Exercise requirements ->
A - Answer these questions from the goldfish care discussion:
(i) To what temperature does the writer heat the tank in winter?
(ii) Which plant is called "a floating salad"?
(iii) Why is the bubbler usually turned off in winter?
B - Rewrite the goldfish care discussion's paragraph beginning "Yummy plants?" as a short list, keeping its main facts.
C - Carry on the goldfish care discussion from its last sentence.

Passage shown ->
It's so nice to hear someone not rushing into goldfish. It warms my heart. ^-^ You guys will be greatly rewarded for it!
Most sites don't talk about gel food for goldfish. It's something I had to learn the hard way, so I'm glad your goldies will start off with it. There are some that are commercially produced and you just make up at home, or you can make your own with fresh veggies or baby food.
Your water sounds great for goldfish! I wouldn't buy a whole test kit just for one test. A good LFS should be able to tell you the GH and KH. Sometimes you can get it from a local water quality report.
The temp thing is well.. debatable. Some people do chose to keep them at tropical temps all year round. Of course this will shorten their life spans, and you have to feed them a little more to keep them in good condition which means more waste. But keeping them warm also helps with digestion. Some people don't like to let their tanks get warm. But at temps below 70F they do have problems with digestion and constipation due to their chubby bodies. I like to take the middle ground. I heat my tank to 73/72F in the winter, but let it get as high as it wants in the summer (about 78F). I do feed them more in the summer, too.
Yummy plants? Ohh duckweed is a great one. Grow it in another tank or outside in tubs, scoop a handful and put it in the tank. It's a floating salad! Water sprite is another good one, but it usually outgrows the nibbling. Anarcharis is sometimes nibbled, but tends to grow fast enough to outpace the grazing.
I somehow don't think I'll have any trouble with having enough duckweed for them, lol. Particularly as we're planning a big ceramic pot 'pond' just for growing plants (and handy mosquito larvae) in, at the end of the yard.
I think we'll follow your advice for temperature. I don't mind running a heater in winter - though it gets more than warm enough here in summer, that's the season to worry about cooling tanks down when it hits the 40+ Celsius mark in the house. ><
or you can make your own with fresh veggies or baby food.
When it did get really hot here in the summer, I would just leave the tops on the aquarium open. This would drop the temp down under 80F as my room has an overhead fan. The most important thing to remember about those warm times is good aeration. I have a bubbler in the tank that runs in the summer. Because it's rather noisy I usually turn it off in the winter.

(Point localization data)
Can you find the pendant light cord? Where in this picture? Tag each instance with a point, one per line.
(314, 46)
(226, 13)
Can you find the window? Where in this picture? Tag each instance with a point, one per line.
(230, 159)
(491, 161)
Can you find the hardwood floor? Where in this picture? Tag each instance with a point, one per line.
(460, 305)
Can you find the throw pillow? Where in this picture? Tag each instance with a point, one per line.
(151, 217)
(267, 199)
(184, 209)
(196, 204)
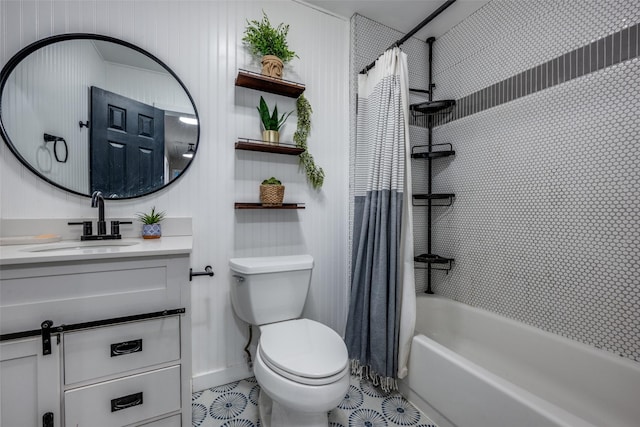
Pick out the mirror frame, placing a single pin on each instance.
(26, 51)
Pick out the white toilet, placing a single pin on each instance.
(301, 365)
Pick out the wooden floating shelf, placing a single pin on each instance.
(261, 206)
(256, 145)
(257, 81)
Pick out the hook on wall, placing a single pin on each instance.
(208, 271)
(55, 139)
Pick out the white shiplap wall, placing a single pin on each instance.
(201, 42)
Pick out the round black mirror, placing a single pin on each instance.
(89, 113)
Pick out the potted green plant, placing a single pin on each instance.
(151, 223)
(271, 192)
(270, 43)
(271, 122)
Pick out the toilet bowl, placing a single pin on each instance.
(300, 364)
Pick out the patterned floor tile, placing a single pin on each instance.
(236, 405)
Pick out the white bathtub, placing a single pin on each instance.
(470, 367)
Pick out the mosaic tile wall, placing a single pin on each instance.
(545, 227)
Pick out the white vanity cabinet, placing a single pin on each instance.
(120, 347)
(30, 384)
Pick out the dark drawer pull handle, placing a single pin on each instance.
(127, 347)
(125, 402)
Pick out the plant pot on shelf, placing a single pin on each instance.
(271, 136)
(151, 231)
(272, 66)
(271, 195)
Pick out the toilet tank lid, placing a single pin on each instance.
(257, 265)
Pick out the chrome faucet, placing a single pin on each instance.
(97, 201)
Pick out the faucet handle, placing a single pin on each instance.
(87, 227)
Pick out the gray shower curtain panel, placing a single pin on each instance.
(373, 325)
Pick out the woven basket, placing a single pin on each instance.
(271, 195)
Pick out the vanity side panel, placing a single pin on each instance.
(68, 293)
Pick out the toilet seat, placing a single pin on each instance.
(304, 351)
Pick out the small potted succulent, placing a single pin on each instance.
(271, 122)
(151, 223)
(270, 43)
(271, 192)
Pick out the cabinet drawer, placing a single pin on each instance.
(95, 353)
(174, 421)
(124, 401)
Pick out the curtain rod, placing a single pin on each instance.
(410, 34)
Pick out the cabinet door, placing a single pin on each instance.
(30, 383)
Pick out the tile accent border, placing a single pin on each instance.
(595, 56)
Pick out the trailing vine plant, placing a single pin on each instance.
(315, 174)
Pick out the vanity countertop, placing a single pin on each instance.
(75, 250)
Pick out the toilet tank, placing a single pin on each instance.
(270, 289)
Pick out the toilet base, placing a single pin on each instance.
(272, 414)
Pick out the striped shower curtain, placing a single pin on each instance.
(382, 304)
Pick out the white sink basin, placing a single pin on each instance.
(84, 246)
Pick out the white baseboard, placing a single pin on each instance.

Solved problems ->
A -
(i) 73/72F
(ii) Duckweed
(iii) Because it's rather noisy

B -
- Duckweed: grow it in another tank or in outdoor tubs, then scoop a handful into the tank as a floating salad.
- Water sprite: also good, but usually outgrows the nibbling.
- Anacharis: sometimes nibbled, but grows fast enough to outpace the grazing.

C -
Originally Posted by Aus
Ooh really? Have you got a recipe?
I most certainly do have recipes! I like the babyfood ones because all the food is pre-blended (blenders scare me). With those it's just dump, mix, and set! This particular one is what I use. I pulled it from the goldfish forum I like.
3 jars baby food, green veggies (only 1 sugary**)
1/2 cup boiled hot water
2 envelopes of gelatin
1/2 adult multivitamin (no iron)
1 1/2 oz salmon (drained if from can) (half a can) <-- I find it helps to chop this up a bit
1/2 teaspoon pure garlic powder *
Dissolve 2 envelopes of gelatin in 1/2 cup hot, boiled water. Mix veggies, salmon and crushed pill stuff in a small bowl. Pour gelatin/water mix into the bowl. Stir well (it helps to have one person stir while another pours). Pour into a flat container so it's about 1/4" thick. Put in fridge to gel. Once gelled, cut into pieces about 1/4"X1/4". I then put 14 pieces (1 week's supply) into small snack size baggies and lay them flat to freeze in the freezer. When they're all frozen, I place them all in a large size baggie (which keeps them all together) in the freezer.
*optional as it does make the food smell like garlic
**sugary veggies include peas, pumpkin, carrots, ect
That is for adult (over 3 years) goldfish. For younger ones, do one part protein (fish) to 3 parts veggies.